Exercise requirements – Take the records below and write them out again exactly.

(Saved entries)
☆ ☆ ☆ ☆
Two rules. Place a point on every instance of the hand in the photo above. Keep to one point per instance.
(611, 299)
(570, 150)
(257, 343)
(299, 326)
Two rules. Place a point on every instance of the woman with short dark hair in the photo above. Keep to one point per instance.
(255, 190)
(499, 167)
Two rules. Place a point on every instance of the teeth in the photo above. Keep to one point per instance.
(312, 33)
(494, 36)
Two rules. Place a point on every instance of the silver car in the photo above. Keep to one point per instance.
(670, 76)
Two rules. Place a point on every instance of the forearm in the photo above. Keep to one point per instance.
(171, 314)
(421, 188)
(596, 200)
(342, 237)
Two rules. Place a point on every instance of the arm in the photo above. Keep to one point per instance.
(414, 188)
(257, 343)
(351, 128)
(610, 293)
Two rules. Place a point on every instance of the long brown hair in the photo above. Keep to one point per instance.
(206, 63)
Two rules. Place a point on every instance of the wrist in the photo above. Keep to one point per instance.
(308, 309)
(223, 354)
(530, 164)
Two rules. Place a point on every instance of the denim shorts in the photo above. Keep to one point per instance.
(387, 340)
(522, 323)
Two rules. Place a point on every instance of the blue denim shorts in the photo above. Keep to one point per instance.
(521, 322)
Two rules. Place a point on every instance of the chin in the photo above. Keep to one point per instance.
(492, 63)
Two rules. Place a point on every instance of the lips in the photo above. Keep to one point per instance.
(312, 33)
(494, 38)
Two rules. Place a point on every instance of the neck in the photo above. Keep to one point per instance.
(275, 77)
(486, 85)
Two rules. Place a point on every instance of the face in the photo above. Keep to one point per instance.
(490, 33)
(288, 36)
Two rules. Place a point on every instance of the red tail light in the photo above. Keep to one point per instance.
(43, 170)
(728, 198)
☆ ☆ ☆ ☆
Result below –
Two rules. Place a point on every instance of the hand in the photo above. Keep to one point per instance.
(611, 299)
(570, 150)
(257, 343)
(299, 326)
Two rules. Place a point on every instance of the woman with short dark hair in the photo above. Keep to one point per instance.
(255, 190)
(499, 167)
Two rules. Place a point on every instance of the teeth in the photo above. Keep to one point per instance.
(312, 33)
(494, 36)
Two rules. Place a point on every instance of the silver car in the photo above. Keep to one point per instance.
(670, 76)
Two rules. Place a point on every instance of the forearm in the photo above. Keep to one point per instance.
(171, 314)
(421, 188)
(596, 200)
(342, 237)
Two rules. Place a point on every instance of the arm in the photo above. Keep to one point per instance.
(414, 188)
(257, 343)
(351, 128)
(610, 293)
Two rules. Place a point on every instance of the long brown hair in the photo above. Keep to one point per instance.
(206, 63)
Two rules. Place a point on every instance of the wrist in the photo above. Keep to one point per instance.
(308, 309)
(223, 354)
(530, 164)
Two rules. Place a point on every instance of the denim shorts in the photo above. Keep to one point per instance.
(387, 340)
(522, 323)
Two rules. Place a point on every instance of the blue denim shorts in the photo above. Keep to one point per instance.
(521, 322)
Two rules. Place a point on every instance of the chin in the photo above. Keep to one point per instance.
(492, 63)
Two rules. Place a point on every instance of the lips in the photo above. Keep to one point per instance.
(312, 33)
(494, 38)
Two rules. Place a point on every instance of the neck in the photo above. Keep to one point per instance.
(275, 77)
(486, 85)
Two rules. Place a point on every instance of the face in the photo above. Keep to one point per instance.
(490, 33)
(288, 36)
Two rules. Place a point on every instance of the red tail light in the photo above. Keep to one point per instance.
(43, 170)
(728, 198)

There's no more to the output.